===== DATA

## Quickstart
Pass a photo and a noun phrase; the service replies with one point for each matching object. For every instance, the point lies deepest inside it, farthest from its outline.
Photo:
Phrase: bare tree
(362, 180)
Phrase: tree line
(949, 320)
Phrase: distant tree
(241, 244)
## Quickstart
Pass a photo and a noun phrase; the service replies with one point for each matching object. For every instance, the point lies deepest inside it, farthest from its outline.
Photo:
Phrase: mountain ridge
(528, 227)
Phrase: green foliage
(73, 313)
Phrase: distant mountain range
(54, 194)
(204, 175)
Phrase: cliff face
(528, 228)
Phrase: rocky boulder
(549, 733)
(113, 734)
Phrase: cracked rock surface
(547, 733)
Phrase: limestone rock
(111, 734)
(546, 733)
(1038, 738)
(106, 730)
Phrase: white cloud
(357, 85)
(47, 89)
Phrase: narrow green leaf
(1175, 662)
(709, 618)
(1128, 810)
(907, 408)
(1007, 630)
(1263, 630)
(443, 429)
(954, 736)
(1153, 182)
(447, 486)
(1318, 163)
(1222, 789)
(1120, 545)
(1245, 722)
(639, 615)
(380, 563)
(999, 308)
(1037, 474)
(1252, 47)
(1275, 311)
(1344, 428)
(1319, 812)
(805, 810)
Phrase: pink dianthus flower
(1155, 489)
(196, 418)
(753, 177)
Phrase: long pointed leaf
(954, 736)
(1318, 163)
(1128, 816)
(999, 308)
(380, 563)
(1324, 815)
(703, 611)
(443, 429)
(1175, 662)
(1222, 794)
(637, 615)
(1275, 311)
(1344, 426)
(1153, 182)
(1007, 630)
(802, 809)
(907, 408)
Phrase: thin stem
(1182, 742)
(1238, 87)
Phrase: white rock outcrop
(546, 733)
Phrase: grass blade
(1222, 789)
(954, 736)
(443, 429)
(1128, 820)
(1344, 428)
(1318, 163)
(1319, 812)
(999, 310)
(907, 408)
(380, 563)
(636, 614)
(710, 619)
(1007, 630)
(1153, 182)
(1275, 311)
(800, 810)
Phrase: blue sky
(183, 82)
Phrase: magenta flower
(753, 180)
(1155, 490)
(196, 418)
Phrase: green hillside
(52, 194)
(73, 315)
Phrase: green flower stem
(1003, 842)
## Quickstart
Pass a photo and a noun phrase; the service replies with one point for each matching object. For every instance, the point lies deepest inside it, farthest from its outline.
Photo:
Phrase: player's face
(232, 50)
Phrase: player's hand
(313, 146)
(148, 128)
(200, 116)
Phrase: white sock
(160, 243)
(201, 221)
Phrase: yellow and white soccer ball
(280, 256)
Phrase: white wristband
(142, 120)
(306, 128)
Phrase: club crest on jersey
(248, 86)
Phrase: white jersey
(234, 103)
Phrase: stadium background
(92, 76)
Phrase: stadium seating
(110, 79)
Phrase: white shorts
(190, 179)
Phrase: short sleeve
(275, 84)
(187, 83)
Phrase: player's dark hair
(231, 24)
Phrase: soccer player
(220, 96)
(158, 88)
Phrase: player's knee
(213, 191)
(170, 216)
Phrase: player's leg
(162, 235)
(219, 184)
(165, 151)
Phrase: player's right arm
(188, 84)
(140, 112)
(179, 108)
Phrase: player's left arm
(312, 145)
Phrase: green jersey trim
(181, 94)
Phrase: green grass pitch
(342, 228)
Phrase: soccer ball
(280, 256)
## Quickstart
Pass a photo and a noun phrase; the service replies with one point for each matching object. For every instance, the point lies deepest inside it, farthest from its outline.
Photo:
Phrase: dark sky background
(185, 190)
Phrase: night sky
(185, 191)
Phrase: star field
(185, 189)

==========

- _WORK TO COMPLETE_
Starting at the line that contains "Phrase: stadium seating" and continuing through the end of the material, give those lines again with every "soccer" replaced by "football" and nothing else changed.

- _EXPECTED ANSWER_
Phrase: stadium seating
(110, 79)
Phrase: white shorts
(190, 179)
Phrase: short sleeve
(275, 84)
(187, 83)
Phrase: player's dark hair
(231, 24)
Phrase: football player
(220, 96)
(158, 88)
Phrase: player's knee
(213, 191)
(170, 216)
Phrase: player's leg
(162, 235)
(219, 184)
(165, 151)
Phrase: player's right arm
(188, 84)
(140, 112)
(179, 108)
Phrase: player's left arm
(312, 145)
Phrase: green jersey trim
(181, 94)
Phrase: green grass pitch
(342, 228)
Phrase: football ball
(280, 256)
## Quickstart
Pass a photo and a noun phrase; the service replies with one point for each matching object. For every instance, the point lies deepest inside it, farthest from its outline.
Photo:
Phrase: dark sky background
(185, 190)
Phrase: night sky
(185, 191)
Phrase: star field
(185, 189)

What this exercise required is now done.